Brief :: Every word of every entry must be retyped exactly.

Referring expression data:

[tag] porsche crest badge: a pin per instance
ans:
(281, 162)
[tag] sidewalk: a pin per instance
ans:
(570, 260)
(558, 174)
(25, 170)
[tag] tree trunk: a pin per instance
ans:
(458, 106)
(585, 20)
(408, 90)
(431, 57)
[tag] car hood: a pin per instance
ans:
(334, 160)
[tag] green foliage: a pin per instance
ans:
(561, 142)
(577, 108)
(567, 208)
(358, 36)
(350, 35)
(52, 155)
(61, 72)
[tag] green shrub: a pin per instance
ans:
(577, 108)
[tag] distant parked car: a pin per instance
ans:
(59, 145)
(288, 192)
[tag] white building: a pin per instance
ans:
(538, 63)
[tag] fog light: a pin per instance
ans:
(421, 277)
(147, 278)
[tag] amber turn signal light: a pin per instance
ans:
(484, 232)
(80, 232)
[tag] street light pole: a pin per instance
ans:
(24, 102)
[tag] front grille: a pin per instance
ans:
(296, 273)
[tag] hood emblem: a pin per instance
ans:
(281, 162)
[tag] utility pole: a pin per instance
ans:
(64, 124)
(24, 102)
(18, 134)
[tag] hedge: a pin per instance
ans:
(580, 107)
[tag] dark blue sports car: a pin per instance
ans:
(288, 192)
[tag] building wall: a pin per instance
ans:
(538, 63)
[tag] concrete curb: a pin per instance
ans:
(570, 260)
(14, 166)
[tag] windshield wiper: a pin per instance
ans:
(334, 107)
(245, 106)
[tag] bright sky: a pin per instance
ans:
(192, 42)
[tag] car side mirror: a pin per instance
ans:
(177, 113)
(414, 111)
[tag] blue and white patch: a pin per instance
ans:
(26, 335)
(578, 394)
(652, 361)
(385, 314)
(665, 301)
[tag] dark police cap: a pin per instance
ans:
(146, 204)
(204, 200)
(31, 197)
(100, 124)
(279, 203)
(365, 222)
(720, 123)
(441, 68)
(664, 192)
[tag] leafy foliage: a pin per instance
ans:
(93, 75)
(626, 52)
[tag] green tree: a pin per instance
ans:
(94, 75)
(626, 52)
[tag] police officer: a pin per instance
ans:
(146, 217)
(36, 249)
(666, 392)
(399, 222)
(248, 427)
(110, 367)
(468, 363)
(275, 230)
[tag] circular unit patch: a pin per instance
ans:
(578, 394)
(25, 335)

Result for this exercise ::
[tag] porsche crest badge: a pin per instance
ans:
(281, 162)
[tag] sidewalk: a pin per instance
ans:
(570, 260)
(558, 174)
(25, 170)
[tag] tree trunk: a pin per instance
ans:
(458, 106)
(585, 20)
(408, 90)
(431, 57)
[tag] car hood: a pin per instance
ans:
(334, 160)
[tag] green foliage: a pin per instance
ans:
(561, 142)
(577, 108)
(567, 208)
(358, 36)
(350, 35)
(52, 155)
(61, 72)
[tag] green shrub: a pin per instance
ans:
(577, 108)
[tag] distant parked car: a pin per instance
ans:
(59, 145)
(288, 192)
[tag] white building: a pin per instance
ans:
(538, 63)
[tag] fog light: a pin per instance
ans:
(421, 277)
(147, 278)
[tag] amber turn signal light: a pin per instance
ans:
(484, 232)
(80, 232)
[tag] street light pole: a pin per instance
ans:
(24, 102)
[tag] front grille: a pin per instance
ans:
(296, 273)
[tag] hood emblem: a pin per instance
ans:
(281, 162)
[tag] utility pole: a pin per instance
ans:
(64, 124)
(24, 102)
(18, 134)
[tag] hedge: a pin per instance
ans:
(580, 107)
[tag] dark blue sports car: a pin per instance
ans:
(288, 192)
[tag] building wall: a pin per instance
ans:
(538, 63)
[tag] concrete curb: a pin per instance
ans:
(570, 260)
(14, 166)
[tag] windshield wiper: a pin per instance
ans:
(334, 107)
(245, 106)
[tag] bright sky: a pin per instance
ans:
(192, 42)
[tag] car side mirror: a pin per instance
ans:
(177, 113)
(414, 111)
[tag] blue and white patch: a pin per instance
ans:
(26, 335)
(578, 394)
(652, 361)
(385, 314)
(665, 301)
[tag] dark police cap: a pin per instance
ans:
(146, 204)
(204, 200)
(31, 197)
(100, 124)
(279, 203)
(365, 222)
(720, 123)
(441, 68)
(664, 192)
[tag] leafy foliage: a pin per instance
ans:
(93, 75)
(626, 52)
[tag] green tree: a pin per instance
ans:
(94, 75)
(626, 52)
[tag] police officer: a pin per instance
ans:
(146, 217)
(36, 249)
(666, 392)
(399, 222)
(248, 427)
(110, 367)
(468, 363)
(275, 230)
[tag] circular unit patch: a pin per instance
ans:
(578, 394)
(25, 335)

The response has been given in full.